> _WHAT IS NEEDED_
From the entries, copy each line that includes "shingled".

[Saved entries]
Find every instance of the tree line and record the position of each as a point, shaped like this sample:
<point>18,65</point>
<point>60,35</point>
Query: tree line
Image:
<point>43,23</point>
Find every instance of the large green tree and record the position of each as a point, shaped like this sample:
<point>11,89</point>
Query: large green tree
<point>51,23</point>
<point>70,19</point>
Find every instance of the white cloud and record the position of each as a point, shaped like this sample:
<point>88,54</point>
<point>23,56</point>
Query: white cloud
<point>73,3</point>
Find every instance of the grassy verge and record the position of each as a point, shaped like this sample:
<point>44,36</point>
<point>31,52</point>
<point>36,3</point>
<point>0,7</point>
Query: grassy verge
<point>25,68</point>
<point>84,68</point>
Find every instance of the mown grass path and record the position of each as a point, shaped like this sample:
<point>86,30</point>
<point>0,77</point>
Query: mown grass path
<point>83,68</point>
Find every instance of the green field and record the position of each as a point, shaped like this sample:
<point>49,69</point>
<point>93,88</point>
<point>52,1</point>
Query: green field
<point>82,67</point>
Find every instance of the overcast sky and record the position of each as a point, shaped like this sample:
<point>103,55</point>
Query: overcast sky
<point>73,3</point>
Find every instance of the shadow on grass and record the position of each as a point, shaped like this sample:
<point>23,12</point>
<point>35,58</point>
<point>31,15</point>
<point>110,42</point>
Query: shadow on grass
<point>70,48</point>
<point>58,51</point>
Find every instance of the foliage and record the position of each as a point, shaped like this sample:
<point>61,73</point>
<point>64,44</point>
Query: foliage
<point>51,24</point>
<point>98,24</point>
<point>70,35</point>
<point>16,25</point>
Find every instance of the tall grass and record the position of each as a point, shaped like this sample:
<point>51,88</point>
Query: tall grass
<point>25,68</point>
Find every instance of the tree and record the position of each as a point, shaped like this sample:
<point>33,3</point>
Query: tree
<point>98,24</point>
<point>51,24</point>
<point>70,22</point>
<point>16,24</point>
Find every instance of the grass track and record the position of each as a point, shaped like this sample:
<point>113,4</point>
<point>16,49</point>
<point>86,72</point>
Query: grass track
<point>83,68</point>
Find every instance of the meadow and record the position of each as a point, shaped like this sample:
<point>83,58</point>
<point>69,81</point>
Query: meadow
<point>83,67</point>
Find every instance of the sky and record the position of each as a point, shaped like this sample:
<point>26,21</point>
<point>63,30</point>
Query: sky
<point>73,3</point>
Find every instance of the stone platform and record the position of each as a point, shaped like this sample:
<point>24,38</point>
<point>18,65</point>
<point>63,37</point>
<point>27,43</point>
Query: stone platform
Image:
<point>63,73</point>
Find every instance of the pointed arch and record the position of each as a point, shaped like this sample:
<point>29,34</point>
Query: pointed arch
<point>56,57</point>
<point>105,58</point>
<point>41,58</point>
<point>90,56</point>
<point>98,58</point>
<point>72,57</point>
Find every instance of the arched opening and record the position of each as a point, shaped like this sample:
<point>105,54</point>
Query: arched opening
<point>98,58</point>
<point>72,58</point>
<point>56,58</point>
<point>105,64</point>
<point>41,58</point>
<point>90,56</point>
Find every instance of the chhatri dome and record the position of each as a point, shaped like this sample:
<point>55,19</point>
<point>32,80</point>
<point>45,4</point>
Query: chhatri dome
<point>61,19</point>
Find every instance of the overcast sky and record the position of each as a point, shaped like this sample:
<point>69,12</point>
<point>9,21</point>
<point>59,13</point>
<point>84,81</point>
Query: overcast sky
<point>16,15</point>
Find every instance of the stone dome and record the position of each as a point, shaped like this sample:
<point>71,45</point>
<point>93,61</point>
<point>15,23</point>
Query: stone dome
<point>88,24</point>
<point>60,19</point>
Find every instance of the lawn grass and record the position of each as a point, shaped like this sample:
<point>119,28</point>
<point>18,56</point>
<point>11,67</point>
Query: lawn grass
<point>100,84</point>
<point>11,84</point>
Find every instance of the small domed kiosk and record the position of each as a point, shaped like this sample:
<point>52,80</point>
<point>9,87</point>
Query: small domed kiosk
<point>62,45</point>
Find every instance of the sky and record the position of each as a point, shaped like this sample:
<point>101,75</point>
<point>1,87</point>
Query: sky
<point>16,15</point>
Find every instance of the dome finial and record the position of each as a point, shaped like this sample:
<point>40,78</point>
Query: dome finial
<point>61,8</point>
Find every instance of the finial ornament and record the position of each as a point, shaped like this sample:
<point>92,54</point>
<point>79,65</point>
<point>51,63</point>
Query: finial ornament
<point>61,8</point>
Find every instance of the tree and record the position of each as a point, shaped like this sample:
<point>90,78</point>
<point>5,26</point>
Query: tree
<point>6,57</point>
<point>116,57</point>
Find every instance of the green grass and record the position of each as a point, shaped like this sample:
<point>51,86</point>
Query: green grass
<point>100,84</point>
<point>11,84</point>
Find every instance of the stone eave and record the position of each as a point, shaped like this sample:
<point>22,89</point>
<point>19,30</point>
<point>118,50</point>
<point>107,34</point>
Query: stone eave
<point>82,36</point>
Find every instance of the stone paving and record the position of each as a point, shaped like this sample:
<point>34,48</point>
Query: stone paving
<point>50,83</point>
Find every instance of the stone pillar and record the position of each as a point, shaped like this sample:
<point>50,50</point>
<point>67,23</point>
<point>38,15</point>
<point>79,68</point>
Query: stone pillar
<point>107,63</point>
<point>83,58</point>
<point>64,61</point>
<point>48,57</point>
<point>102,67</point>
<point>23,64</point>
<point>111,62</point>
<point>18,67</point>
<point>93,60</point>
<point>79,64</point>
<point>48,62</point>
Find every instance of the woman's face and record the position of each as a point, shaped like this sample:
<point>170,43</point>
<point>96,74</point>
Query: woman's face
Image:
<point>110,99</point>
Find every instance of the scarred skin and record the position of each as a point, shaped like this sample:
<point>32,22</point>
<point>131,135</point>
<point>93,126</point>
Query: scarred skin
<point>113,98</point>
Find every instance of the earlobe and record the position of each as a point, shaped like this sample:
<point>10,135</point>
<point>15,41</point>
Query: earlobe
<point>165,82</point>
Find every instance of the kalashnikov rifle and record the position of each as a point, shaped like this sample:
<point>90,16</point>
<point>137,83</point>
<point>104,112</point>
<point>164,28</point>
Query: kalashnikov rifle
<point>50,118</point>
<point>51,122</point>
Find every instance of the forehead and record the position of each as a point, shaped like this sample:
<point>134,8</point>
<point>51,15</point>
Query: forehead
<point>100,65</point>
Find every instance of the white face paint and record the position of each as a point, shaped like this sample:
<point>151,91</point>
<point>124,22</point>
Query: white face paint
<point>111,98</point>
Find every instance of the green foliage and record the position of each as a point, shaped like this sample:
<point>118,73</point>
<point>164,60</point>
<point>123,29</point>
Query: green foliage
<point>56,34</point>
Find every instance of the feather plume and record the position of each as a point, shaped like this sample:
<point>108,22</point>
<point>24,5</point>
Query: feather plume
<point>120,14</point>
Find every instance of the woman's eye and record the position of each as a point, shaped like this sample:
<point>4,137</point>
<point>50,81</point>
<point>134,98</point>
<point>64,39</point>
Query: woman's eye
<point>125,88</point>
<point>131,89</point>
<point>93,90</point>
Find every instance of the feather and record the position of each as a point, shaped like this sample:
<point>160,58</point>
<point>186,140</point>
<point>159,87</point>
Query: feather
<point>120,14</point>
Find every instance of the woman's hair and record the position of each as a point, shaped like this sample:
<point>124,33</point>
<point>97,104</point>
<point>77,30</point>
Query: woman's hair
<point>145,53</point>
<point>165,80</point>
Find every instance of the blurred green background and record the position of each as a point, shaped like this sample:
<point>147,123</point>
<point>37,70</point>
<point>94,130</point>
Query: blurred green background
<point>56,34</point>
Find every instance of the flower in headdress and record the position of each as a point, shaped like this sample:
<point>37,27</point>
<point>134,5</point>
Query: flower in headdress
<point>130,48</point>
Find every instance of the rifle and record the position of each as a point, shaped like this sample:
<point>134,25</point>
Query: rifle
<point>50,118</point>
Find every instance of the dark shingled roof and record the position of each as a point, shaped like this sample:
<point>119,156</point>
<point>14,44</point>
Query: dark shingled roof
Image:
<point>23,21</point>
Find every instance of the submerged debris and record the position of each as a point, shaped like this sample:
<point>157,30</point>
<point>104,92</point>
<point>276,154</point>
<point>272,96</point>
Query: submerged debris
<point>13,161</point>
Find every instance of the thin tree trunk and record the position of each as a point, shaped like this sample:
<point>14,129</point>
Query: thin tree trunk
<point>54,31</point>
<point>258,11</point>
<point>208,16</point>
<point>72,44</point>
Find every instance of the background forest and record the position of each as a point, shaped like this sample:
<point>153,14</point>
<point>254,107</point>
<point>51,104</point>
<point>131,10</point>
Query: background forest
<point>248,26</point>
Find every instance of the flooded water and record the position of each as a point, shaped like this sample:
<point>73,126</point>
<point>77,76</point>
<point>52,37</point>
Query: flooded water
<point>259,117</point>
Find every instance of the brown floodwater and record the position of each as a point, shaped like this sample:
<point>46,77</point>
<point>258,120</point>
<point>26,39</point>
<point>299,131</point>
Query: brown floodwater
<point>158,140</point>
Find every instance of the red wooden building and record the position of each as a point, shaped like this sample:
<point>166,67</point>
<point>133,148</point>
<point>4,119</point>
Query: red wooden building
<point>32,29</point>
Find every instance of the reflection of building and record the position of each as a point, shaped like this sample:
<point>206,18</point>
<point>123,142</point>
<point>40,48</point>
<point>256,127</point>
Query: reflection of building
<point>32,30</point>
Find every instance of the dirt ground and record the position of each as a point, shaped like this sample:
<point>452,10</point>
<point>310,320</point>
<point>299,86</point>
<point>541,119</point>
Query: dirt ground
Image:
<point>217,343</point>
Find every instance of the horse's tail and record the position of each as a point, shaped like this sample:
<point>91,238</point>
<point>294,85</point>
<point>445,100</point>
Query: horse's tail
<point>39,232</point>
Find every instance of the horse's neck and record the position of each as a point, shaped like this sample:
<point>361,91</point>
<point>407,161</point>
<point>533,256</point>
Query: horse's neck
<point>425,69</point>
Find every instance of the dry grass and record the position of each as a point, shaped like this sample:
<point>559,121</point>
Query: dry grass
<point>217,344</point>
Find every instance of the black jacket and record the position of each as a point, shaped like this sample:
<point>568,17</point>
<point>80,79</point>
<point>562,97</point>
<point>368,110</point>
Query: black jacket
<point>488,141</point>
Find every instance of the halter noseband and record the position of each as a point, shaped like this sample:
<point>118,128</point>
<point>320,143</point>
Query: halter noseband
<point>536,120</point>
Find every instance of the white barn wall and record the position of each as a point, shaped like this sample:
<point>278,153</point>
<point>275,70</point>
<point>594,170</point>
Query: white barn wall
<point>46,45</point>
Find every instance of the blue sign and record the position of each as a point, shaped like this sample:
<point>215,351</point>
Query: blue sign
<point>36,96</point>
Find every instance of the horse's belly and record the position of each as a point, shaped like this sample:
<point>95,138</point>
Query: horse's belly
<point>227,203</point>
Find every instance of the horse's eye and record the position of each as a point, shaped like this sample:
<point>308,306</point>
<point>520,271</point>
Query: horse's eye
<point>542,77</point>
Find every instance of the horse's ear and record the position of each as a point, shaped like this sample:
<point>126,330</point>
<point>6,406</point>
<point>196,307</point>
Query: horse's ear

> _EXERCISE RESPONSE_
Find every instance of the dark shingled roof and record the position of each as a point, shaped like this sample:
Query: dark shingled roof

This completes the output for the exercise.